:: TEXT EXCERPT ::
Archive for January, 2011

Alan should return, but Ed will excel

24/01/2011, 07:00:11 AM

by John Woodcock

Much of what has been written about Alan Johnson since Thursday has read like the obituary of a man who has stepped off the political stage for good.

That need not be the case; I hope he will want to return to the front line before too long.

Commentary pondering whether Alan’s relaxed temperament made his exit inevitable is as poorly-founded as the assertion that a man who excelled as a minister for a decade could be fairly labelled gaffe-prone after a single slip.

Worse is the suggestion that his comeback is unlikely because he will be in his mid-sixties by the next election and therefore past it. It is sad that the generation of politicians which banned age discrimination and abolished the compulsory retirement age seems under pressure to be ever more fresh-faced and youthful (not that fresh-faced youth is a bad thing, you understand).

But while sad for Alan, we are all looking forward to seeing Ed Balls get stuck into George Osborne in the way he did Michael Gove.

Ed excelled in the leadership campaign for his early recognition that it was often those just above the cut off level for targeted support who were among the most disillusioned with Labour by the end of our third term in government.
:::
• PROMPT 1
In the post about Alan Johnson, whom does the writer look forward to seeing Ed Balls get stuck into?
The post and the entries come from unrelated sources.
:: INPUT MATERIAL ::
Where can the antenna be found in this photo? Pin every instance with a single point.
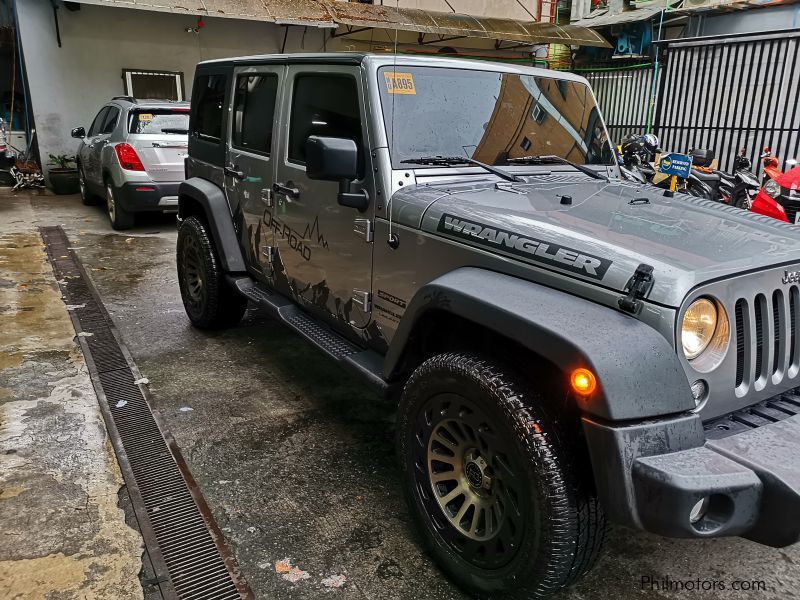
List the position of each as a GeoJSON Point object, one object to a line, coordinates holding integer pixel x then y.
{"type": "Point", "coordinates": [392, 240]}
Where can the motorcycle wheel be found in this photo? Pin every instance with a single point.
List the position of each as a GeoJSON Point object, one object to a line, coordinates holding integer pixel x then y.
{"type": "Point", "coordinates": [741, 201]}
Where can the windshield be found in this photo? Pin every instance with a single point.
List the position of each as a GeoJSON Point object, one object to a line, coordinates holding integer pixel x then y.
{"type": "Point", "coordinates": [159, 121]}
{"type": "Point", "coordinates": [489, 116]}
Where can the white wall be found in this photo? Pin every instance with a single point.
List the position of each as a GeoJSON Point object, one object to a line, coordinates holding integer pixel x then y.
{"type": "Point", "coordinates": [69, 84]}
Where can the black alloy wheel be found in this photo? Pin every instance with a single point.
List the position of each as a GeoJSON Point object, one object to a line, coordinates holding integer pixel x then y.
{"type": "Point", "coordinates": [207, 297]}
{"type": "Point", "coordinates": [499, 490]}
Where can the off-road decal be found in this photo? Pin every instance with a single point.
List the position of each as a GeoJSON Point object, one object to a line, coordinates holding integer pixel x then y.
{"type": "Point", "coordinates": [525, 247]}
{"type": "Point", "coordinates": [297, 241]}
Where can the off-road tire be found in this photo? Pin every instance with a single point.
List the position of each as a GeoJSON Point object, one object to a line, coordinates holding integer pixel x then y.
{"type": "Point", "coordinates": [119, 218]}
{"type": "Point", "coordinates": [209, 301]}
{"type": "Point", "coordinates": [564, 528]}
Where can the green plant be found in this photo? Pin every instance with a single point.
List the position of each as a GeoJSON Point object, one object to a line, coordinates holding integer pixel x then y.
{"type": "Point", "coordinates": [62, 161]}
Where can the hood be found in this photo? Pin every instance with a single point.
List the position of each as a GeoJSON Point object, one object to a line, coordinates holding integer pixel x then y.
{"type": "Point", "coordinates": [603, 232]}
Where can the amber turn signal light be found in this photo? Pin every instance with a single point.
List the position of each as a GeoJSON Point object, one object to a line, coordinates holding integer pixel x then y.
{"type": "Point", "coordinates": [583, 382]}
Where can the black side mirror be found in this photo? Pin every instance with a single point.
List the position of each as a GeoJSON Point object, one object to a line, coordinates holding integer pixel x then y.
{"type": "Point", "coordinates": [336, 159]}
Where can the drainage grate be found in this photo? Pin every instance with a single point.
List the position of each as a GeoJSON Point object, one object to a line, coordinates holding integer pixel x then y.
{"type": "Point", "coordinates": [186, 548]}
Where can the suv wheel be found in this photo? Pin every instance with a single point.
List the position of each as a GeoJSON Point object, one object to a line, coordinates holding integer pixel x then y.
{"type": "Point", "coordinates": [490, 480]}
{"type": "Point", "coordinates": [208, 299]}
{"type": "Point", "coordinates": [119, 217]}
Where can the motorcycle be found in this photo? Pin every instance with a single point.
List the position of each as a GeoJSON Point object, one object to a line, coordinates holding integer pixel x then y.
{"type": "Point", "coordinates": [637, 155]}
{"type": "Point", "coordinates": [735, 189]}
{"type": "Point", "coordinates": [779, 197]}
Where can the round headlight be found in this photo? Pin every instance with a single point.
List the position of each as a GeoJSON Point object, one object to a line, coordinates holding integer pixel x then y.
{"type": "Point", "coordinates": [772, 189]}
{"type": "Point", "coordinates": [699, 324]}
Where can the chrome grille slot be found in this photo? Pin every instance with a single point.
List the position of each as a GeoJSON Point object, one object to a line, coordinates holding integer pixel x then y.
{"type": "Point", "coordinates": [741, 341]}
{"type": "Point", "coordinates": [794, 301]}
{"type": "Point", "coordinates": [767, 348]}
{"type": "Point", "coordinates": [761, 329]}
{"type": "Point", "coordinates": [778, 325]}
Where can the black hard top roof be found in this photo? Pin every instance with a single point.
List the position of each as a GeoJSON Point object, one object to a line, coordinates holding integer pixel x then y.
{"type": "Point", "coordinates": [337, 58]}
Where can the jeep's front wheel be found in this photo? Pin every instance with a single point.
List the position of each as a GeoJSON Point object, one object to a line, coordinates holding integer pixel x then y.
{"type": "Point", "coordinates": [491, 480]}
{"type": "Point", "coordinates": [209, 301]}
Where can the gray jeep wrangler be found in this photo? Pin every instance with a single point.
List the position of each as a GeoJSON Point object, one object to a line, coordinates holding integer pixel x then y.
{"type": "Point", "coordinates": [566, 348]}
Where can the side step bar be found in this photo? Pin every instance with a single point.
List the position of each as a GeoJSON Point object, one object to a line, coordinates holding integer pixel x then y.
{"type": "Point", "coordinates": [368, 364]}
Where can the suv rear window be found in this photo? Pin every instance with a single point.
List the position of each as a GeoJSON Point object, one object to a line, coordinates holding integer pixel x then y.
{"type": "Point", "coordinates": [254, 111]}
{"type": "Point", "coordinates": [208, 99]}
{"type": "Point", "coordinates": [166, 121]}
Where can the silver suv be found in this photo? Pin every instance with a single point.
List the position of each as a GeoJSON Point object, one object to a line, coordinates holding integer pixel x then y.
{"type": "Point", "coordinates": [133, 157]}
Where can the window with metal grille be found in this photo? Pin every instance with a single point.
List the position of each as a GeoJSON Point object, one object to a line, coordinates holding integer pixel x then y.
{"type": "Point", "coordinates": [158, 85]}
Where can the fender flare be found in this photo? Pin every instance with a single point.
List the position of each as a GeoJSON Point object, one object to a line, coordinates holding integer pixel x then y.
{"type": "Point", "coordinates": [218, 216]}
{"type": "Point", "coordinates": [638, 371]}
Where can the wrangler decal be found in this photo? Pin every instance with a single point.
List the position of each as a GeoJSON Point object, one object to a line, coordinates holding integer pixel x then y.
{"type": "Point", "coordinates": [525, 247]}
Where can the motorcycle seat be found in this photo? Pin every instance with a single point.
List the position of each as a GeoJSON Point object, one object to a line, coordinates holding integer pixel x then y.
{"type": "Point", "coordinates": [702, 176]}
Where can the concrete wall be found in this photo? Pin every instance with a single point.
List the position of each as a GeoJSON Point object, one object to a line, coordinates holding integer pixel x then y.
{"type": "Point", "coordinates": [69, 84]}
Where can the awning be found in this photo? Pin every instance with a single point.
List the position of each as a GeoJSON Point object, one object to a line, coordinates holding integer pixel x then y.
{"type": "Point", "coordinates": [353, 15]}
{"type": "Point", "coordinates": [630, 16]}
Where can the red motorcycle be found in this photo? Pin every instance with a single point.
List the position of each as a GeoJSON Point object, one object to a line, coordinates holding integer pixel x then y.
{"type": "Point", "coordinates": [779, 196]}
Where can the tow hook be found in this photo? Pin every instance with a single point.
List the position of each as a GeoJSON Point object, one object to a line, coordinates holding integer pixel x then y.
{"type": "Point", "coordinates": [637, 288]}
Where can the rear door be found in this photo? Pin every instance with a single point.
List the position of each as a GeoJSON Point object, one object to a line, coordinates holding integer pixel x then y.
{"type": "Point", "coordinates": [160, 137]}
{"type": "Point", "coordinates": [251, 169]}
{"type": "Point", "coordinates": [90, 152]}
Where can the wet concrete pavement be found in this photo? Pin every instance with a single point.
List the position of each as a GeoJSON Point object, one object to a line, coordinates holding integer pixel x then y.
{"type": "Point", "coordinates": [296, 458]}
{"type": "Point", "coordinates": [62, 534]}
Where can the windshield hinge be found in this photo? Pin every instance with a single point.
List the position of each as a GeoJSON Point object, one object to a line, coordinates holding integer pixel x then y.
{"type": "Point", "coordinates": [637, 288]}
{"type": "Point", "coordinates": [362, 299]}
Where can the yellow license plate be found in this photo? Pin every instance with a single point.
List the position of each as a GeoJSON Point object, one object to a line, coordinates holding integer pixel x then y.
{"type": "Point", "coordinates": [400, 83]}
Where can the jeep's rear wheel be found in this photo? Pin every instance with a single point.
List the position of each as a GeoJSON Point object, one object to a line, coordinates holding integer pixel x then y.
{"type": "Point", "coordinates": [208, 299]}
{"type": "Point", "coordinates": [490, 480]}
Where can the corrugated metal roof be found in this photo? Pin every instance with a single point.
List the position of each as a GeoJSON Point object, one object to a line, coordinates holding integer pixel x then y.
{"type": "Point", "coordinates": [630, 16]}
{"type": "Point", "coordinates": [325, 13]}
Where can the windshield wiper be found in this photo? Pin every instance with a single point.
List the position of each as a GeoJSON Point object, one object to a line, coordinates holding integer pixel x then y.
{"type": "Point", "coordinates": [445, 161]}
{"type": "Point", "coordinates": [551, 158]}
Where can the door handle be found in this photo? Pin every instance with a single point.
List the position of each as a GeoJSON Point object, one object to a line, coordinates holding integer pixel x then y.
{"type": "Point", "coordinates": [286, 190]}
{"type": "Point", "coordinates": [231, 171]}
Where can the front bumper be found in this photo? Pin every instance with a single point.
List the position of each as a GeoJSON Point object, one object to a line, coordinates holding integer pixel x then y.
{"type": "Point", "coordinates": [744, 467]}
{"type": "Point", "coordinates": [148, 196]}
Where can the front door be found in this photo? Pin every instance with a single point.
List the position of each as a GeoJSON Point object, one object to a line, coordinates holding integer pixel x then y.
{"type": "Point", "coordinates": [324, 248]}
{"type": "Point", "coordinates": [250, 167]}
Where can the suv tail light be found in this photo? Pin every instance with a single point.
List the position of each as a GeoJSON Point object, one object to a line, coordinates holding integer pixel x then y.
{"type": "Point", "coordinates": [128, 159]}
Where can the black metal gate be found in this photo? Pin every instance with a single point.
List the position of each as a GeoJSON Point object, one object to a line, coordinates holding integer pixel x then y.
{"type": "Point", "coordinates": [731, 92]}
{"type": "Point", "coordinates": [624, 97]}
{"type": "Point", "coordinates": [722, 92]}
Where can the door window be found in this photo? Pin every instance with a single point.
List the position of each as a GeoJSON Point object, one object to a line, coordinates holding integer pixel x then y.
{"type": "Point", "coordinates": [99, 120]}
{"type": "Point", "coordinates": [326, 105]}
{"type": "Point", "coordinates": [111, 120]}
{"type": "Point", "coordinates": [254, 112]}
{"type": "Point", "coordinates": [209, 97]}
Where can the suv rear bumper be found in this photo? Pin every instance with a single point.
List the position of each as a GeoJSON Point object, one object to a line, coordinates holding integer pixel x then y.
{"type": "Point", "coordinates": [650, 475]}
{"type": "Point", "coordinates": [148, 196]}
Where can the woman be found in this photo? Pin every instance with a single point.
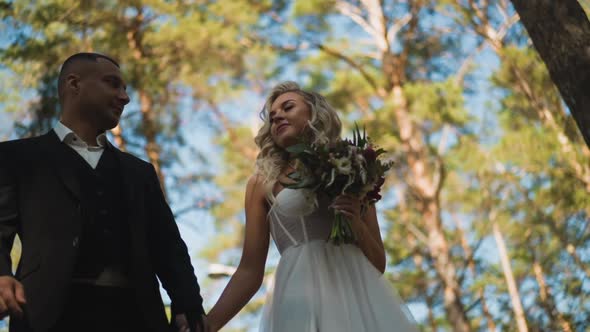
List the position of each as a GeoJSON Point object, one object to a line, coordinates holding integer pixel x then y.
{"type": "Point", "coordinates": [318, 286]}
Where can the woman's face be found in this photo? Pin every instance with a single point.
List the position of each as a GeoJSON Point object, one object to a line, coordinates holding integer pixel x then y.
{"type": "Point", "coordinates": [289, 115]}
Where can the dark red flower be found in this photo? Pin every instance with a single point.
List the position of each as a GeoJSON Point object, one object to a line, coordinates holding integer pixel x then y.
{"type": "Point", "coordinates": [370, 155]}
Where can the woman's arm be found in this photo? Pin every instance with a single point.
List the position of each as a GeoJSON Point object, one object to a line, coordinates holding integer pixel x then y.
{"type": "Point", "coordinates": [250, 272]}
{"type": "Point", "coordinates": [366, 228]}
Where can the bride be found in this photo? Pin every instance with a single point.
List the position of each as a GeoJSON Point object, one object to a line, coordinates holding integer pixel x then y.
{"type": "Point", "coordinates": [318, 286]}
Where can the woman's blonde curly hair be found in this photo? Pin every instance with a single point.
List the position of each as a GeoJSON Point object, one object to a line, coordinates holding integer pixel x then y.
{"type": "Point", "coordinates": [324, 127]}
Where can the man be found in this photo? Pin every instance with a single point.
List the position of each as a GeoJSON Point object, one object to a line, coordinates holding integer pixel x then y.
{"type": "Point", "coordinates": [96, 231]}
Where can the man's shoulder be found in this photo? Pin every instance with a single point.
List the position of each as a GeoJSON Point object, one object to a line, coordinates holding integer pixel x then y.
{"type": "Point", "coordinates": [19, 145]}
{"type": "Point", "coordinates": [134, 161]}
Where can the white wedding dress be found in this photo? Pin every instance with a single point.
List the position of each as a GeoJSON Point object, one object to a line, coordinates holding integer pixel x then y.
{"type": "Point", "coordinates": [320, 287]}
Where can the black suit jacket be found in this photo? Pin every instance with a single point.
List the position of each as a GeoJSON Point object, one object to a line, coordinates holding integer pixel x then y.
{"type": "Point", "coordinates": [40, 201]}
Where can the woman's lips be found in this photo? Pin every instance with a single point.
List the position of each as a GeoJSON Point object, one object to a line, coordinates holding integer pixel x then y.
{"type": "Point", "coordinates": [281, 127]}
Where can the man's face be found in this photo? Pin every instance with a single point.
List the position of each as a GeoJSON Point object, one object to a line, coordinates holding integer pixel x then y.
{"type": "Point", "coordinates": [102, 95]}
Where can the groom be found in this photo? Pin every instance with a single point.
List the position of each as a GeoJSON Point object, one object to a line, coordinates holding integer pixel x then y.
{"type": "Point", "coordinates": [96, 231]}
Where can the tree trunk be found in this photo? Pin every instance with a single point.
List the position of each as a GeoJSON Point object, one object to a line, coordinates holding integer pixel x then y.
{"type": "Point", "coordinates": [471, 265]}
{"type": "Point", "coordinates": [547, 300]}
{"type": "Point", "coordinates": [560, 32]}
{"type": "Point", "coordinates": [430, 207]}
{"type": "Point", "coordinates": [512, 288]}
{"type": "Point", "coordinates": [152, 148]}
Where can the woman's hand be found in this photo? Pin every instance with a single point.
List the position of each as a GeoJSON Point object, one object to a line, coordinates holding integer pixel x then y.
{"type": "Point", "coordinates": [350, 206]}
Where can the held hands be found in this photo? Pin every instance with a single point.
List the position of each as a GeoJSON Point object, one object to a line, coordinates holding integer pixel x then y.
{"type": "Point", "coordinates": [183, 326]}
{"type": "Point", "coordinates": [12, 297]}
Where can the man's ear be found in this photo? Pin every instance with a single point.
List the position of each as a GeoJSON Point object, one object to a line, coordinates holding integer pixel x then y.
{"type": "Point", "coordinates": [73, 83]}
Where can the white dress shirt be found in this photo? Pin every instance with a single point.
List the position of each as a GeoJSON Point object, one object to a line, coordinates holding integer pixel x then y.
{"type": "Point", "coordinates": [90, 153]}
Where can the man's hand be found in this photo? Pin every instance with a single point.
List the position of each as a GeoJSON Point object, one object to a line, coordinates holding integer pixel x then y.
{"type": "Point", "coordinates": [182, 324]}
{"type": "Point", "coordinates": [12, 297]}
{"type": "Point", "coordinates": [206, 327]}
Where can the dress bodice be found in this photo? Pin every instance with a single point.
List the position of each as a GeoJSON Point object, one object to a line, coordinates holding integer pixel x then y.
{"type": "Point", "coordinates": [297, 217]}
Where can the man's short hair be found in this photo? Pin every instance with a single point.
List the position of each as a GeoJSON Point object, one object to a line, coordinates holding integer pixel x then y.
{"type": "Point", "coordinates": [73, 60]}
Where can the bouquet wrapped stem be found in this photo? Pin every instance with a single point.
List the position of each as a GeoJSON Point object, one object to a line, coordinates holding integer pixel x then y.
{"type": "Point", "coordinates": [342, 232]}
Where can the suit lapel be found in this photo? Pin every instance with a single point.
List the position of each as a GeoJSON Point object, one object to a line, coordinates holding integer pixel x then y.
{"type": "Point", "coordinates": [127, 173]}
{"type": "Point", "coordinates": [57, 155]}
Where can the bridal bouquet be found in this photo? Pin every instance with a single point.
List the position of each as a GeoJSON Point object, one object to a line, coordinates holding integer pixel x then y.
{"type": "Point", "coordinates": [351, 167]}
:::
• PROMPT 2
Pull out every line of the entries that contains the word "door".

• SOLUTION 1
George Osborne

• SOLUTION 2
Where can the rear door be found in this photo? Pin every instance with a single point.
Where can the door handle be found in this photo? Pin every instance with a single point.
Where can the front door be found in this photo? Pin every instance with a single point.
Where can the door window be found in this photo? Pin every instance with a single point.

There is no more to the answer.